§ Text excerpt
-- -- --

I haven't been able to find out how to constrain trans. probabilities to equality. I tried like this:

CLASSES = csex (2) c1(4) c2(4);
KNOWNCLASS IS csex (SEX=1 SEX=2);
ANALYSIS: TYPE = mixture;
STARTS = 100 25;
MODEL:
%OVERALL%
c2#1 ON c1#1 csex#1 (p1);
c2#1 ON c1#2 csex#1 (p2);
c2#1 ON c1#3 csex#1 (p3);
c2#2 ON c1#1 csex#1 (p4);
c2#2 ON c1#2 csex#1 (p5);
c2#2 ON c1#3 csex#1 (p6);
c2#3 ON c1#1 csex#1 (p7);
c2#3 ON c1#2 csex#1 (p8);
c2#3 ON c1#3 csex#1 (p9);

And I can't add

c2#1 ON c1#1 csex#2 (p1);
c2#1 ON c1#2 csex#2 (p2);
etc. because I can't refer to the last class of csex on MODEL command.

Any help would be appreciated.
 Sointu Leikas posted on Friday, September 13, 2013 - 2:57 am
Sorry, I had to shorten my message and the meaning was lost. What I tried above does constrain the simple class probabilities as equal for men and women, but not the transition probabilities.
 Bengt O. Muthen posted on Friday, September 13, 2013 - 9:02 am
Take a look at Mplus Web Note 13, parameterization 2.
 Sointu Leikas posted on Monday, September 23, 2013 - 5:52 am
Thank you, I modified my code based on the Web Note 13, like this:
MODEL:
%OVERALL%
c1 ON csex;
c2 ON c1;
MODEL c1:
%c1#1%
c2#1 ON csex;
c2#2 ON csex;
c2#3 ON csex;
%c1#2%
c2#1 ON csex; etc.

but I get an error message "Invalid ON statement: C2#1 ON CSEX#1. The order of categorical latent variables does not allow for this regression." But, csex is mentioned first in the CLASSES command? So, I'm puzzled as to what to do.
 Linda K. Muthen posted on Monday, September 23, 2013 - 7:13 am
It should not be first. See the CLASSES option in the user's guide where the order is discussed.

-- -- --

§ Aim 1
In the forum thread about transition probabilities, write out the stretch from "Any help would" through "the transition probabilities." again, swapping "shorten" for "trim".

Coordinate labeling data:
-- -- --

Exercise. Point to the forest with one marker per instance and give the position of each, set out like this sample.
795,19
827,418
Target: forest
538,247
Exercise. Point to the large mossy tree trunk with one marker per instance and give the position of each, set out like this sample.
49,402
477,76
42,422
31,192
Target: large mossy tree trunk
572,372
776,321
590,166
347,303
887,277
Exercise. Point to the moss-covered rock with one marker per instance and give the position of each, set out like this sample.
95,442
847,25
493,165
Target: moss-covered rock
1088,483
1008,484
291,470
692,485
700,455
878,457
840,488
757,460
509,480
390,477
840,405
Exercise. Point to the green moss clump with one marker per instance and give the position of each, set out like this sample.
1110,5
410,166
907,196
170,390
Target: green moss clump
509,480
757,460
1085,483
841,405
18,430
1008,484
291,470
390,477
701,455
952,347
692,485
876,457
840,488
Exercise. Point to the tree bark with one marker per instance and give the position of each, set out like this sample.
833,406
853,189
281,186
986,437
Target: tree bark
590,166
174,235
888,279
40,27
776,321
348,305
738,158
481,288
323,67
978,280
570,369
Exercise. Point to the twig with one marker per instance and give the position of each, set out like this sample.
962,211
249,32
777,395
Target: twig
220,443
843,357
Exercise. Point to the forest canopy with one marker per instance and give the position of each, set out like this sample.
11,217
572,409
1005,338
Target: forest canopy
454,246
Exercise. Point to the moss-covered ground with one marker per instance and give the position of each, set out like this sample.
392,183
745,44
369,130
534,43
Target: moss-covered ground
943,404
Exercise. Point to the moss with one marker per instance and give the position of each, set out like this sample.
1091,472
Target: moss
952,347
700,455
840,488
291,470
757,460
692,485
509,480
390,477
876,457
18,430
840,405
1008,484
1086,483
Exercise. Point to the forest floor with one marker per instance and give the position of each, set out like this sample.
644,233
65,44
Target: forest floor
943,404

-- -- --

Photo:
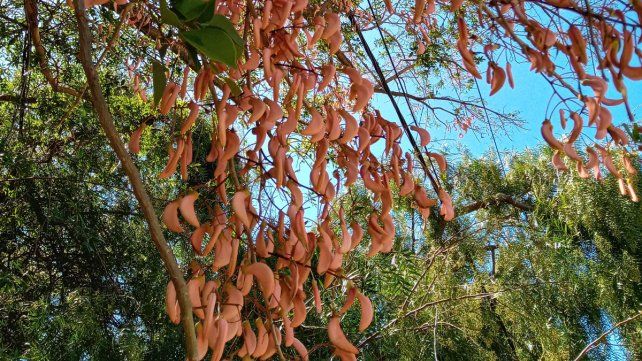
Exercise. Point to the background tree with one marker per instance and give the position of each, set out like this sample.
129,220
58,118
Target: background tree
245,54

-- -- --

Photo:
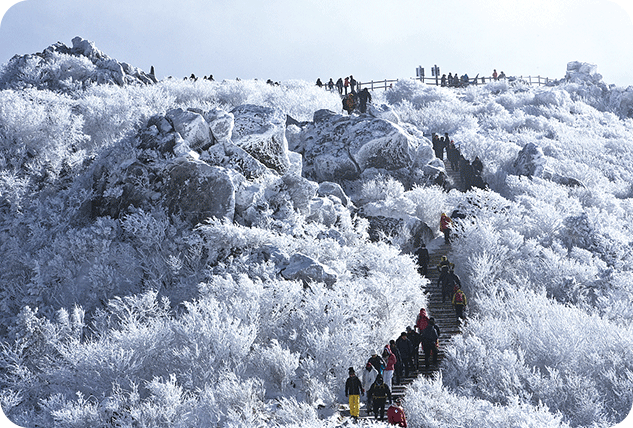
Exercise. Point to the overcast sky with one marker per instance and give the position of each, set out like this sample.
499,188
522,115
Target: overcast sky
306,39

-- -- --

§ Aim 2
Show every row of the coordinate labeling data that contains the string "Target".

§ Exercise output 1
Any help would be appreciated.
 Sointu Leikas posted on Friday, September 13, 2013 - 2:57 am
Sorry, I had to trim my message and the meaning was lost. What I tried above does constrain the simple class probabilities as equal for men and women, but not the transition probabilities.

§ Exercise output 2
Target: forest
Target: large mossy tree trunk
Target: moss-covered rock
Target: green moss clump
Target: tree bark
Target: twig
Target: forest canopy
Target: moss-covered ground
Target: moss
Target: forest floor
Target: background tree
Target: overcast sky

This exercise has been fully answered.